### PROBLEM TO SOLVE
Rewrite the data below with "stem" changed to "neck" and nothing else altered, starting at the beginning of the data and ending after the line that contains "188 124 L 185". Leave the pictures out of your answer.

[Records from an annotation dataset]
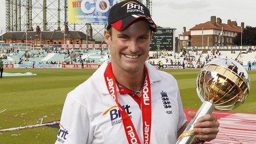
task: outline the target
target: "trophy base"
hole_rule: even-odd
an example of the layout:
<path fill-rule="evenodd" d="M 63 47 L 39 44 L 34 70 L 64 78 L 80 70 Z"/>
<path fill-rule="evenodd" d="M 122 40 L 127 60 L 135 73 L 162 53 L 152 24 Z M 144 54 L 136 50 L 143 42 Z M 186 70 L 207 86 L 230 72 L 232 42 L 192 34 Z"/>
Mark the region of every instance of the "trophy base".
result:
<path fill-rule="evenodd" d="M 194 141 L 196 135 L 193 131 L 194 124 L 199 118 L 206 114 L 210 114 L 214 110 L 214 105 L 210 102 L 205 101 L 198 109 L 194 119 L 188 124 L 183 133 L 178 138 L 175 144 L 190 144 Z"/>

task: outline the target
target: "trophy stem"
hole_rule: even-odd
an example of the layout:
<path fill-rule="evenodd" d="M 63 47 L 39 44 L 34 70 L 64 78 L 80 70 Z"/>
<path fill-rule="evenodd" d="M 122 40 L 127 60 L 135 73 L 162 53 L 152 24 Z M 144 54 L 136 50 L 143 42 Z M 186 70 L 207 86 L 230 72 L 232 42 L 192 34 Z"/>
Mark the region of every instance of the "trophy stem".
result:
<path fill-rule="evenodd" d="M 194 119 L 188 124 L 185 130 L 178 138 L 175 144 L 190 144 L 191 143 L 196 135 L 193 131 L 194 124 L 197 120 L 202 116 L 210 114 L 214 110 L 214 105 L 210 102 L 205 101 L 196 112 Z"/>

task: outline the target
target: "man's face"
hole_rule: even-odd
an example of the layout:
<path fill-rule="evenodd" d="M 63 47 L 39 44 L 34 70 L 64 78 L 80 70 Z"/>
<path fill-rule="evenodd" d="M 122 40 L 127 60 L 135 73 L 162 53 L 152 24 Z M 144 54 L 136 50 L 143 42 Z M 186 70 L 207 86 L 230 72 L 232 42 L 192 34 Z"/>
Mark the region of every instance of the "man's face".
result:
<path fill-rule="evenodd" d="M 105 31 L 105 40 L 110 45 L 113 68 L 126 72 L 143 70 L 148 56 L 153 34 L 147 22 L 138 21 L 124 31 L 111 28 Z"/>

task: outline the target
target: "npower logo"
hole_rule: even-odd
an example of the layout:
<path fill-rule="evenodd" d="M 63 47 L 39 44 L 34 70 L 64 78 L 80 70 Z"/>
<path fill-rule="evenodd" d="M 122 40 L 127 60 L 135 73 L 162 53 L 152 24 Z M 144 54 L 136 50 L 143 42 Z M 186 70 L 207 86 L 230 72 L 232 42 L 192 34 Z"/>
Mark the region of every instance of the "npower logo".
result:
<path fill-rule="evenodd" d="M 130 118 L 132 118 L 131 111 L 130 110 L 131 106 L 126 104 L 123 105 L 122 108 L 125 110 L 126 113 L 129 115 Z M 110 121 L 111 125 L 114 126 L 116 124 L 122 122 L 122 119 L 121 118 L 121 114 L 119 109 L 117 105 L 112 106 L 110 108 L 108 108 L 103 114 L 109 115 L 110 118 Z"/>
<path fill-rule="evenodd" d="M 57 135 L 57 140 L 58 142 L 63 143 L 65 142 L 66 139 L 67 139 L 66 136 L 67 135 L 68 135 L 68 131 L 66 130 L 61 124 L 60 124 L 60 130 L 58 130 L 58 134 Z"/>
<path fill-rule="evenodd" d="M 142 6 L 141 6 L 140 4 L 135 2 L 130 2 L 125 3 L 121 7 L 123 7 L 125 6 L 127 6 L 127 11 L 126 13 L 132 13 L 132 12 L 140 12 L 142 14 L 144 14 L 144 8 Z"/>

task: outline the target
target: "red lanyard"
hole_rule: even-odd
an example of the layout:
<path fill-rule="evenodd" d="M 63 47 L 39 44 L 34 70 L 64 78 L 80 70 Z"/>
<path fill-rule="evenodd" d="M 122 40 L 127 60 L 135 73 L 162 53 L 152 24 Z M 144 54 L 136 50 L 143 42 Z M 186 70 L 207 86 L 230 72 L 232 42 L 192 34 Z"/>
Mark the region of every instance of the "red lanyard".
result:
<path fill-rule="evenodd" d="M 151 92 L 150 77 L 146 67 L 144 67 L 144 72 L 146 74 L 146 79 L 141 93 L 141 111 L 143 121 L 143 136 L 144 144 L 149 144 L 151 132 Z M 104 72 L 105 81 L 109 93 L 113 98 L 119 108 L 122 124 L 126 135 L 127 140 L 130 144 L 140 144 L 140 139 L 134 127 L 134 124 L 122 106 L 118 102 L 118 93 L 116 92 L 116 82 L 112 71 L 111 63 L 109 62 Z"/>

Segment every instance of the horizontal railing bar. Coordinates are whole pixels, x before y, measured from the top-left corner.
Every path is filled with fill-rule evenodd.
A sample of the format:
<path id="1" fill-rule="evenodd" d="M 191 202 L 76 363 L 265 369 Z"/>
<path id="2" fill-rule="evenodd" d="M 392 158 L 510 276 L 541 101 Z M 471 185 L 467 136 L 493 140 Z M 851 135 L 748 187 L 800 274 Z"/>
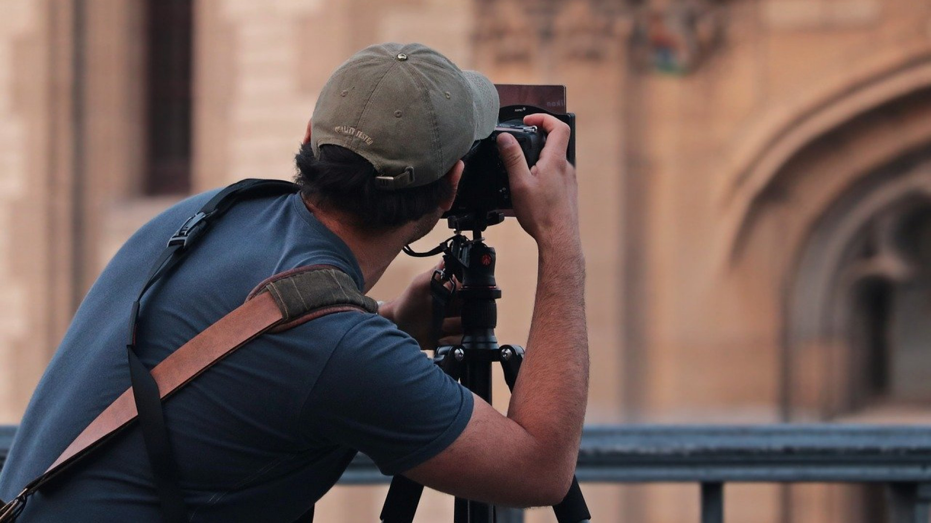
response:
<path id="1" fill-rule="evenodd" d="M 16 427 L 0 426 L 0 466 Z M 583 482 L 931 482 L 931 426 L 835 424 L 586 427 Z M 358 456 L 341 483 L 385 483 Z"/>

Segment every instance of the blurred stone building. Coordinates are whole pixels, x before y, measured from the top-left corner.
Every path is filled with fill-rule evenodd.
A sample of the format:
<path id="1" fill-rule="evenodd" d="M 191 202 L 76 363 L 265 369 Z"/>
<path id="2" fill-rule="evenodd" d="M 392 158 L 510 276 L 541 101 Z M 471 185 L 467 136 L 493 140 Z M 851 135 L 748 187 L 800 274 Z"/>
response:
<path id="1" fill-rule="evenodd" d="M 0 422 L 136 227 L 290 179 L 329 74 L 389 40 L 567 86 L 589 422 L 931 420 L 926 1 L 0 0 Z M 521 343 L 533 244 L 512 221 L 488 237 L 499 339 Z M 372 294 L 429 263 L 399 258 Z M 728 489 L 733 521 L 882 521 L 869 489 Z M 697 520 L 694 486 L 585 490 L 598 521 Z M 337 489 L 320 519 L 374 519 L 384 492 Z"/>

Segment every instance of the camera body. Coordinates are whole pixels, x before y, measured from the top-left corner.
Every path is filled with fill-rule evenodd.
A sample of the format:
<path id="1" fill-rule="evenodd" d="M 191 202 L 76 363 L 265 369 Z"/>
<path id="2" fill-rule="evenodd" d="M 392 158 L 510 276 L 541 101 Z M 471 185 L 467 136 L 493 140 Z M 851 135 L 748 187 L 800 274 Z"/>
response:
<path id="1" fill-rule="evenodd" d="M 528 167 L 533 167 L 540 158 L 540 152 L 546 144 L 546 135 L 533 126 L 523 123 L 527 114 L 545 113 L 552 114 L 569 125 L 570 139 L 566 159 L 575 164 L 575 114 L 554 114 L 533 105 L 519 104 L 502 107 L 498 113 L 500 122 L 488 138 L 472 147 L 463 160 L 466 169 L 456 199 L 443 218 L 457 216 L 484 216 L 492 211 L 502 211 L 512 216 L 511 189 L 507 181 L 507 169 L 498 154 L 498 135 L 506 132 L 517 139 Z"/>

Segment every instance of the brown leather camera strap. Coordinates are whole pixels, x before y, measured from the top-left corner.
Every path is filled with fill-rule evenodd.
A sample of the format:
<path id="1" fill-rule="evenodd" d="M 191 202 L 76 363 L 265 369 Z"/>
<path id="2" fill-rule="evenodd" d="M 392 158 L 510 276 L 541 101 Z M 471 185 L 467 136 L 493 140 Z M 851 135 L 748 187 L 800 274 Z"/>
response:
<path id="1" fill-rule="evenodd" d="M 342 271 L 324 265 L 301 267 L 262 282 L 245 303 L 192 338 L 152 369 L 164 400 L 214 364 L 261 334 L 290 329 L 332 313 L 377 313 Z M 68 446 L 55 463 L 26 488 L 32 493 L 137 417 L 132 389 L 127 389 Z M 28 495 L 28 494 L 27 494 Z"/>

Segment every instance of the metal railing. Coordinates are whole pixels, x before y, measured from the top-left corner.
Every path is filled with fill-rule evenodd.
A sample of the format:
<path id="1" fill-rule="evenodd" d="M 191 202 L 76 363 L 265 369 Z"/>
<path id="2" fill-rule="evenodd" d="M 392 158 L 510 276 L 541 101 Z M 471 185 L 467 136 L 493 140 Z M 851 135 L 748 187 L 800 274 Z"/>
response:
<path id="1" fill-rule="evenodd" d="M 14 431 L 0 426 L 0 466 Z M 726 483 L 883 484 L 890 523 L 928 523 L 931 426 L 589 426 L 576 476 L 583 483 L 699 484 L 701 523 L 724 521 Z M 389 479 L 359 455 L 340 483 Z M 519 511 L 499 518 L 521 520 Z"/>

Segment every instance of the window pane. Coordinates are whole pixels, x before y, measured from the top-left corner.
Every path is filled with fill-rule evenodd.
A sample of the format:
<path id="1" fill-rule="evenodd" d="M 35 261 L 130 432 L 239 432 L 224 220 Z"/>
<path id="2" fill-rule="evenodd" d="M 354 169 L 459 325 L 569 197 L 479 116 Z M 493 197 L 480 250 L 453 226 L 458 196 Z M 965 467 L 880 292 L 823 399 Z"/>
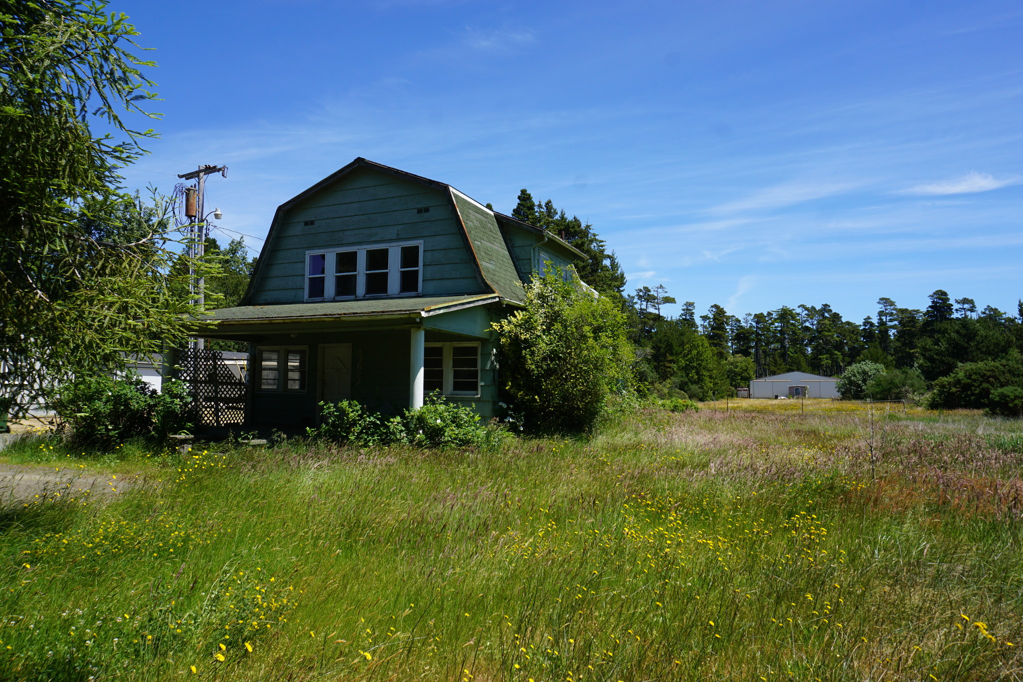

### RESPONSE
task: outline the target
target: "trophy base"
hole_rule: even-odd
an example of the layout:
<path fill-rule="evenodd" d="M 63 47 L 39 44 L 34 70 L 64 78 L 80 70 Z"/>
<path fill-rule="evenodd" d="M 122 40 L 127 60 L 135 73 L 162 53 L 152 24 Z M 144 54 L 136 50 L 143 42 Z M 186 70 L 207 86 L 230 72 L 232 42 L 192 34 Z"/>
Mark the region of every instance of the "trophy base".
result:
<path fill-rule="evenodd" d="M 194 141 L 196 135 L 193 131 L 194 124 L 199 118 L 206 114 L 210 114 L 214 110 L 214 105 L 210 102 L 205 101 L 198 109 L 194 119 L 188 124 L 183 133 L 178 138 L 175 144 L 190 144 Z"/>

task: outline the target
target: "trophy neck"
hole_rule: even-odd
an example of the layout:
<path fill-rule="evenodd" d="M 63 47 L 39 44 L 34 70 L 64 78 L 80 70 Z"/>
<path fill-rule="evenodd" d="M 122 40 L 127 60 L 135 73 L 162 53 L 152 24 Z M 144 54 L 136 50 L 143 42 Z M 186 70 L 207 86 L 230 72 L 232 42 L 192 34 Z"/>
Mark the region of every instance of the "trophy neck".
result:
<path fill-rule="evenodd" d="M 194 119 L 188 124 L 185 130 L 178 138 L 175 144 L 190 144 L 191 143 L 196 135 L 193 131 L 194 124 L 197 120 L 202 116 L 210 114 L 214 110 L 214 105 L 210 102 L 205 101 L 196 112 Z"/>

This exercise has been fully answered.